▶ ASSIGNMENT
In the entries below, substitute "points" for every "clicks" and reproduce the lines with no other change.

▶ RECORDS
┌──
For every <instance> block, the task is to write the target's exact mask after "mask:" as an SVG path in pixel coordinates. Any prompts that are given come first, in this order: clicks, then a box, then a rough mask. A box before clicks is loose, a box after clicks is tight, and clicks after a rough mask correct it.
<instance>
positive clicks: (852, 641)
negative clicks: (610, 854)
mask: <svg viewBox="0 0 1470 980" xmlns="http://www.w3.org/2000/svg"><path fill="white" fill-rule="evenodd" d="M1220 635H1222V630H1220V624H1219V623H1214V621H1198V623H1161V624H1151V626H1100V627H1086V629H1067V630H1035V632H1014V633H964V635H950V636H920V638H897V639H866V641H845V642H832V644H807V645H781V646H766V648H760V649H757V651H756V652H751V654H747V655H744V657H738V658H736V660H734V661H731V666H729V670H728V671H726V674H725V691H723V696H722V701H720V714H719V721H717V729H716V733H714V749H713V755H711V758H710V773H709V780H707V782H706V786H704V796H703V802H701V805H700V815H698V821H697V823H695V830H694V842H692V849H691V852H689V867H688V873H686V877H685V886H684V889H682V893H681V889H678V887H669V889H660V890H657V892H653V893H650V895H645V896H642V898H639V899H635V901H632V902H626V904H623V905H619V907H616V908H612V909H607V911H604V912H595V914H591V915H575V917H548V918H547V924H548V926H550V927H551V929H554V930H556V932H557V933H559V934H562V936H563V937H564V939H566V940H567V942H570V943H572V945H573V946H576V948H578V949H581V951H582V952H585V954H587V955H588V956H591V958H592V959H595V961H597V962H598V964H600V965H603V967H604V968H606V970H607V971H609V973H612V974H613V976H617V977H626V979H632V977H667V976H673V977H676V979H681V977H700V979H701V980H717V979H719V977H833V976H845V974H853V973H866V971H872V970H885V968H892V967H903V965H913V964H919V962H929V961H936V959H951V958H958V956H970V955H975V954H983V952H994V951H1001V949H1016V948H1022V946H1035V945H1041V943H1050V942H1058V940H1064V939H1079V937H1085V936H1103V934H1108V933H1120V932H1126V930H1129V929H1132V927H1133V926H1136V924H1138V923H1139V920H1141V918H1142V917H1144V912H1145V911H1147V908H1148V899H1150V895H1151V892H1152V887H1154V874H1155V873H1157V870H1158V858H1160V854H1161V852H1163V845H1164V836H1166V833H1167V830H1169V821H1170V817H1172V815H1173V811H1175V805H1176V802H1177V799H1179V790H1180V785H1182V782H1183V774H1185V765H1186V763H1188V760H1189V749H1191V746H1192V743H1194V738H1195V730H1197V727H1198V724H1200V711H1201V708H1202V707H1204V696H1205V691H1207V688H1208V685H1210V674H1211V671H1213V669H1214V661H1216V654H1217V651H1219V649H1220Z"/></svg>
└──
▶ RESPONSE
For every <instance> block, the task is to write the target's exact mask after "mask:" as an SVG path in pixel coordinates. Any prompts that are given come first, in this order: points, then a box, then a rough mask. A box before points is loose, a box after points is tight, and points after a rough mask correct it.
<instance>
positive points: (852, 641)
negative points: (610, 854)
mask: <svg viewBox="0 0 1470 980" xmlns="http://www.w3.org/2000/svg"><path fill="white" fill-rule="evenodd" d="M1220 635H1222V630H1220V624H1219V623H1214V621H1198V623H1161V624H1151V626H1100V627H1086V629H1067V630H1035V632H1014V633H964V635H950V636H920V638H897V639H866V641H845V642H832V644H807V645H781V646H766V648H760V649H757V651H756V652H751V654H747V655H744V657H738V658H736V660H734V661H731V666H729V670H728V671H726V674H725V691H723V696H722V701H720V714H719V721H717V729H716V733H714V749H713V755H711V758H710V773H709V780H707V782H706V786H704V796H703V802H701V805H700V815H698V821H697V823H695V830H694V842H692V849H691V852H689V867H688V873H686V877H685V886H684V889H682V893H681V889H678V887H669V889H660V890H657V892H653V893H650V895H645V896H642V898H639V899H635V901H632V902H626V904H623V905H619V907H616V908H612V909H607V911H604V912H595V914H591V915H575V917H548V918H547V924H548V926H550V927H551V929H554V930H556V932H557V933H559V934H562V936H563V937H564V939H566V940H567V942H570V943H572V945H573V946H576V948H578V949H581V951H582V952H585V954H587V955H588V956H591V958H592V959H595V961H597V962H598V964H600V965H603V967H604V968H606V970H607V971H609V973H612V974H613V976H617V977H626V979H632V977H667V976H673V977H676V979H681V977H700V979H701V980H717V979H719V977H833V976H845V974H853V973H866V971H872V970H885V968H892V967H903V965H913V964H919V962H929V961H936V959H951V958H958V956H970V955H975V954H983V952H994V951H1001V949H1016V948H1022V946H1035V945H1041V943H1050V942H1058V940H1064V939H1079V937H1085V936H1103V934H1108V933H1120V932H1126V930H1129V929H1132V927H1133V926H1136V924H1138V923H1139V920H1141V918H1142V917H1144V912H1145V911H1147V908H1148V899H1150V895H1151V892H1152V887H1154V874H1155V873H1157V870H1158V858H1160V854H1161V852H1163V845H1164V836H1166V833H1167V830H1169V821H1170V817H1172V815H1173V811H1175V805H1176V802H1177V799H1179V790H1180V785H1182V782H1183V774H1185V765H1186V763H1188V760H1189V749H1191V746H1192V743H1194V738H1195V730H1197V727H1198V724H1200V711H1201V708H1202V707H1204V696H1205V691H1207V688H1208V685H1210V674H1211V671H1213V669H1214V661H1216V654H1217V651H1219V649H1220Z"/></svg>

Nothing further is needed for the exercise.